Aufgabenstellung: Übertrage den Satz „Nichts bleibt übrig, denn alle, die die Stadt gekannt haben, können sich an nichts erinnern.“ aus dem ausgewählten Text ins Englische.

Ausgewählter Text:
· · ·
Wir sehen schon, Everett leistet sich den unendlichen? Spaß, mit nichts zu jonglieren und Sätze mit mehrdeutigen Aussagen zu schaffen. Leser werden mindestens alle 10 Seiten verblüfft. Aber „Dr No“ ist trotzdem ein veritabler Krimi samt Liebesgeschichte, denn eine Kollegin ist bald schon mit von der rasanten Partie, die an mehreren abenteuerlichen globalen Standorten abläuft. Sill gelingt es mithilfe von nichts eine Kleinstadt im Nordosten der USA auszulöschen, in der er vor Jahrzehnten rassistisch beleidigt wurde. Nichts bleibt übrig, denn alle, die die Stadt gekannt haben, können sich an nichts erinnern.
· · ·
[Umrisselemente beschrifteter Bereiche]
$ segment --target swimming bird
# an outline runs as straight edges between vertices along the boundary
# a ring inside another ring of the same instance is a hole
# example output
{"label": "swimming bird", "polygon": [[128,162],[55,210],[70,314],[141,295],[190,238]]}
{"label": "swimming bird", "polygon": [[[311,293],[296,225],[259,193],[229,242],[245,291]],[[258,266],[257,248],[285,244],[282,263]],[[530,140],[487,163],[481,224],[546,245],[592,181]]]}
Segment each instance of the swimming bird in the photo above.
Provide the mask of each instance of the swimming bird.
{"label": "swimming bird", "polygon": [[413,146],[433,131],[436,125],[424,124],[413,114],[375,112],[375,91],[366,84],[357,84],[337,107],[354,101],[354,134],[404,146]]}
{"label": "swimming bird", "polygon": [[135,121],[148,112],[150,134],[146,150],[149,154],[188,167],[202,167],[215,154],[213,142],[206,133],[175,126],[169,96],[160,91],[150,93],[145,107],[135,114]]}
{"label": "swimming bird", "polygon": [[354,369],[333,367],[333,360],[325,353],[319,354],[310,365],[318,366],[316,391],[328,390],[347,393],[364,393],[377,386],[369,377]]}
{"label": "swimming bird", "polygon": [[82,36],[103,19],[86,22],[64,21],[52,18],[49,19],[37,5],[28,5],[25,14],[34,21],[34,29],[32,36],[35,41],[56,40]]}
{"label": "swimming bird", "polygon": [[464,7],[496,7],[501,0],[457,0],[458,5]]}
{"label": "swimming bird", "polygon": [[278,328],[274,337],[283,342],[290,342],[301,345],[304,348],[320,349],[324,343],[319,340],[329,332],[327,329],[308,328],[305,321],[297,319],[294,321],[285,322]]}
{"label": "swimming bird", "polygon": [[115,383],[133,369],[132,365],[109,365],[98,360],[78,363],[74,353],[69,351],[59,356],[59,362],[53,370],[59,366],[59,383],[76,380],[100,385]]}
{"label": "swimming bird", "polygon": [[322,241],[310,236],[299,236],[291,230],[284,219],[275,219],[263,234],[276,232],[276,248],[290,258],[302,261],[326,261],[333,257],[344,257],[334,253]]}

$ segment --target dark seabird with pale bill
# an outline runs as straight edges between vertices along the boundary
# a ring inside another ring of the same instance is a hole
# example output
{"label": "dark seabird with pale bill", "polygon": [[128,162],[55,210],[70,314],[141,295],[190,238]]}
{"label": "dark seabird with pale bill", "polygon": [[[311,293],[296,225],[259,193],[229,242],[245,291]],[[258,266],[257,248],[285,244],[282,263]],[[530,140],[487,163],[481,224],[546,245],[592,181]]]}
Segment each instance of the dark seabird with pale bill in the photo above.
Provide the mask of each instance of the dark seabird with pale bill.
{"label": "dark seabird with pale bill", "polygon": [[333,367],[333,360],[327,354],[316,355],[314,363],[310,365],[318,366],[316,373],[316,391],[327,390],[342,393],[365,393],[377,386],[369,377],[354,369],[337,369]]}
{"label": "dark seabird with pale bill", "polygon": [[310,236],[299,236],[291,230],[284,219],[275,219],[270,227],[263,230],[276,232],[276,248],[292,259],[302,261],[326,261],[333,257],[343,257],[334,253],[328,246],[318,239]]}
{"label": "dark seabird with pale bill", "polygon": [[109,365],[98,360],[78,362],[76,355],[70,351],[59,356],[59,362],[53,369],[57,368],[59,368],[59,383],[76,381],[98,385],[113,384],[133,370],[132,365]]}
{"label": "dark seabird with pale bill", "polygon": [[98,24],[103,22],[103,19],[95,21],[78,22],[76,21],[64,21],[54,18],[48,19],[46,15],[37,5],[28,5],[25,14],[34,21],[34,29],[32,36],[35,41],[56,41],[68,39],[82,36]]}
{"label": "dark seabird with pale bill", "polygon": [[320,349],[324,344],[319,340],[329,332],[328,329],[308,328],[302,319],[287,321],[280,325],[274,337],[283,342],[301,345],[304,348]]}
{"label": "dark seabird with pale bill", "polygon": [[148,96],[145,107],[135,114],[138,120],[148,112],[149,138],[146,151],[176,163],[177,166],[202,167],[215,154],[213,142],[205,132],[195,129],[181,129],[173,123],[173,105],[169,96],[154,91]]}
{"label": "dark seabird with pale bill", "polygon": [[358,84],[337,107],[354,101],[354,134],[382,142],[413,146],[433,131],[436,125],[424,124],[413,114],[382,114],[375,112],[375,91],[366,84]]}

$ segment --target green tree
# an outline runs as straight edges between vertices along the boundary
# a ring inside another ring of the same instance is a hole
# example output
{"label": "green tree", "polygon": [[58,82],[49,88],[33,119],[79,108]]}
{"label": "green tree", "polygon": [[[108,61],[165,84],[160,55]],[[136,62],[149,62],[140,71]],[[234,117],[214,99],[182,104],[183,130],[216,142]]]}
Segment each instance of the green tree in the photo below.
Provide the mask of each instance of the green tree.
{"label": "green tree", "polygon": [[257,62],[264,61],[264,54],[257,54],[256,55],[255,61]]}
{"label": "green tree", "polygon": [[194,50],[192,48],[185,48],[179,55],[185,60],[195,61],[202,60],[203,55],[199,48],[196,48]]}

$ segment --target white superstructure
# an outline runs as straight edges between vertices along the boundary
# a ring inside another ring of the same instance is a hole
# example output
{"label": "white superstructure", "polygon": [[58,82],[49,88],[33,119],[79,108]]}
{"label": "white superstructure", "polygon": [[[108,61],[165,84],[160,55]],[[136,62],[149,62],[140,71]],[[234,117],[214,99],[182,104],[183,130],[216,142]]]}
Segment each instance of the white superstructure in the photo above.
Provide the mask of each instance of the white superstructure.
· · ·
Lösung: Nothing remains, for everyone who knew the town remembers nothing.